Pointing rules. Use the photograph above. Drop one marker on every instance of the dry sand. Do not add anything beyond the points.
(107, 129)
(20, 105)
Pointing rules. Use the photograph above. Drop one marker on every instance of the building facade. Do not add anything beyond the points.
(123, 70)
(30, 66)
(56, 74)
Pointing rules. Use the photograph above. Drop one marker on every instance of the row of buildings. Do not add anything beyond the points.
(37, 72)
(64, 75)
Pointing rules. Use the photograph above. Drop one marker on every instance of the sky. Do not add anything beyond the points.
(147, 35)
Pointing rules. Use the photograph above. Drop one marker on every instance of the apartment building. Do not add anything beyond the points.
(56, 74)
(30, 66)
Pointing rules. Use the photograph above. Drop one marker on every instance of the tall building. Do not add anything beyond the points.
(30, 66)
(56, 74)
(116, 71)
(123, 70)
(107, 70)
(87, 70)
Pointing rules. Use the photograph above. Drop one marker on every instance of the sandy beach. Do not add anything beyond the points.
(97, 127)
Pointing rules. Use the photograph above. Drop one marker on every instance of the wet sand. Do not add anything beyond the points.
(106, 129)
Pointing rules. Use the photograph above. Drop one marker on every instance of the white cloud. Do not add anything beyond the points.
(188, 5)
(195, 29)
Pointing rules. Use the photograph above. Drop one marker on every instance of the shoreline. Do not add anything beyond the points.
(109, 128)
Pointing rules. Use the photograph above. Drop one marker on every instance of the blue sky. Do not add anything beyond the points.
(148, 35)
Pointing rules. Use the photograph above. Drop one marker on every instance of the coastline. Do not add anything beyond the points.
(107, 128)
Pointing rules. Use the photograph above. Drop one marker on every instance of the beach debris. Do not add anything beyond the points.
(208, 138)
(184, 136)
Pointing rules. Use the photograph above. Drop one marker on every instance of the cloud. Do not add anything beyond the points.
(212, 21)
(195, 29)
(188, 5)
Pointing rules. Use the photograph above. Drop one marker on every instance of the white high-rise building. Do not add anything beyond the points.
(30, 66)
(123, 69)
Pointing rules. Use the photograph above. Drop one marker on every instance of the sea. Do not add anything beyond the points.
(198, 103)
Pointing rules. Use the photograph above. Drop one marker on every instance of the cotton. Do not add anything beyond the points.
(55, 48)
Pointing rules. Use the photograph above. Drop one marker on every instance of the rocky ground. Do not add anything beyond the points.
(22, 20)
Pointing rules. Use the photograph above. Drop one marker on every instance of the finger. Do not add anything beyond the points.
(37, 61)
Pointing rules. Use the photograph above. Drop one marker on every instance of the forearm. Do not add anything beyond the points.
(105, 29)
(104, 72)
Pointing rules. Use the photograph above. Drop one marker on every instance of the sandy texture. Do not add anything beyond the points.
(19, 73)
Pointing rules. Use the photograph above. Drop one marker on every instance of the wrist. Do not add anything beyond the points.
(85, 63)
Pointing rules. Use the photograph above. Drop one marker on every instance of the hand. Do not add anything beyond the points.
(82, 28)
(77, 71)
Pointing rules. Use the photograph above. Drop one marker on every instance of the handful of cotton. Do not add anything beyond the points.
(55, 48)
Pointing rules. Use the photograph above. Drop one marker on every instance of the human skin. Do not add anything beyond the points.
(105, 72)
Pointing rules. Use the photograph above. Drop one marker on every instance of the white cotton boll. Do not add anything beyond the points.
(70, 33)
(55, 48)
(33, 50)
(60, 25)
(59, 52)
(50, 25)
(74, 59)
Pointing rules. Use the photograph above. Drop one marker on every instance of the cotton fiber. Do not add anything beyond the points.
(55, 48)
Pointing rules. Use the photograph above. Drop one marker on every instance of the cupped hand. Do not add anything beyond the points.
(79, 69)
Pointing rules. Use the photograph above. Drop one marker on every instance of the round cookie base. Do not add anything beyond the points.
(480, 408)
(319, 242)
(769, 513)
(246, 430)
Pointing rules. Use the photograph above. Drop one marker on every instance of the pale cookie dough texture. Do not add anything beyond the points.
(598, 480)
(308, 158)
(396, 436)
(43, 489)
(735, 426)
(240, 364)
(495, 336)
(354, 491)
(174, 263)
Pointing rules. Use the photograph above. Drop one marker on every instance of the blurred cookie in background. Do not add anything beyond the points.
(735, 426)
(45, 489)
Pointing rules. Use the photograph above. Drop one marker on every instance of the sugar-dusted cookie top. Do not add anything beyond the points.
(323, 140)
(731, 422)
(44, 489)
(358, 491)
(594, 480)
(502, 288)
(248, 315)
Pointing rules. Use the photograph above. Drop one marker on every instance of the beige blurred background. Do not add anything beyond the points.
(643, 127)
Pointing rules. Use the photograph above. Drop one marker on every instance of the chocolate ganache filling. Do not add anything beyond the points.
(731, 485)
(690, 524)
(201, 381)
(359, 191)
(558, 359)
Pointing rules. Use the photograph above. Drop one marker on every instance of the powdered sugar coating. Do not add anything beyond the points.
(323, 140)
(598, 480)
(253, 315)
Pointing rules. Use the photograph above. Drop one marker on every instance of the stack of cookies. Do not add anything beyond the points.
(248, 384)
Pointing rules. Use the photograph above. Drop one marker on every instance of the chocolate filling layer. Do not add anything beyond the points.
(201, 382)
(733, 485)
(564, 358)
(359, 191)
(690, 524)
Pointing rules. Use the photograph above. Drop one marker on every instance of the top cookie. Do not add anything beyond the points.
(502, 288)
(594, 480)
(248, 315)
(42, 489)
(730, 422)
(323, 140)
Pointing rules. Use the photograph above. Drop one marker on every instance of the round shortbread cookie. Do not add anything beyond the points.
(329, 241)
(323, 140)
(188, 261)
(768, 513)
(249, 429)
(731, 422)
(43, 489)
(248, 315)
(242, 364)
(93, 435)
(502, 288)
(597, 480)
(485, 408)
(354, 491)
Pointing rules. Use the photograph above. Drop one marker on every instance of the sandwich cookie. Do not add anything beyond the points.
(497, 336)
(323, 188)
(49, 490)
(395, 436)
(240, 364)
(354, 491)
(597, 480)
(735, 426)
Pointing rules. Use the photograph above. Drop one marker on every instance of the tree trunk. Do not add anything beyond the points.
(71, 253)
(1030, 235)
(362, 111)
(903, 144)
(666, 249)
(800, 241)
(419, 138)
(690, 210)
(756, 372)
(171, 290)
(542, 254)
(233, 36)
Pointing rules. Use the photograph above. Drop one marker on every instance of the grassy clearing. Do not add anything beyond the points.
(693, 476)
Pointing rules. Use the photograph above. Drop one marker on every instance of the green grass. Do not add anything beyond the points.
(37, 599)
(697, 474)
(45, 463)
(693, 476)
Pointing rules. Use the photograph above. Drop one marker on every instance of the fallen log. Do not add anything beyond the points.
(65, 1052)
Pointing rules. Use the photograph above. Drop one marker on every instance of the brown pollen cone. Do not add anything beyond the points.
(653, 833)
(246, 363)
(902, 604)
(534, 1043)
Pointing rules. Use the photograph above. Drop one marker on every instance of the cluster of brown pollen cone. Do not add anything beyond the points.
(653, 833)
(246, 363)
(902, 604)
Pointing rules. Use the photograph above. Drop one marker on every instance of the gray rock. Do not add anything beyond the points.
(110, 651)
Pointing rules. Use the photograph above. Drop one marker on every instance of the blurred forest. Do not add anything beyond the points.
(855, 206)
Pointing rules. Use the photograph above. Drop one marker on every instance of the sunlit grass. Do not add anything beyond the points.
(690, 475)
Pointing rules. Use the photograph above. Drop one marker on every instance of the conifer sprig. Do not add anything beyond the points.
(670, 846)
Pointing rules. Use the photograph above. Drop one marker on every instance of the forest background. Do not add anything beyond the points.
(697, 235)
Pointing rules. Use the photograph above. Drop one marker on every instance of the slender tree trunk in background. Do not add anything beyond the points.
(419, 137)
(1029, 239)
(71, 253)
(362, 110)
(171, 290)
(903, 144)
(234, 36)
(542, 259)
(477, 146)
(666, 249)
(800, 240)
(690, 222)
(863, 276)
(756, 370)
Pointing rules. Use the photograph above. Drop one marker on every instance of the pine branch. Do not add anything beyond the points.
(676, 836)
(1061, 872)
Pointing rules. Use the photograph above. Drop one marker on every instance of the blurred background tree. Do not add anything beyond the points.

──────

— Directive —
Send back exactly the lines from the line with "of the sunlit" through the end of the records.

— Exercise output —
Pointing rules. Use the photograph above. Drop one marker on every instance of the sunlit grass. Do not add anything beyond the points.
(690, 475)
Pointing rules. Use the photograph above. Drop one marker on every instance of the conifer sprig. Do not add anything beyond the points.
(670, 846)
Pointing rules. Use the photograph above. Drop one marker on every instance of the forest background. Do not add anything beyond the points.
(697, 235)
Pointing rules. Use the photograph above. Drop one marker on every instance of the slender tree trunk in background. Do not add anything beyond the points.
(419, 137)
(1029, 239)
(71, 253)
(362, 110)
(171, 290)
(903, 144)
(234, 36)
(542, 259)
(477, 146)
(666, 249)
(800, 240)
(690, 222)
(863, 276)
(756, 370)
Pointing rules. Use the photograph above. Drop one marker on every instance of the pine branch. Do not add anything beyond the points.
(676, 836)
(1061, 872)
Pointing rules. Use the photograph above. Drop one marker on every instance of the blurred background tree. Do not add anything beyond the points.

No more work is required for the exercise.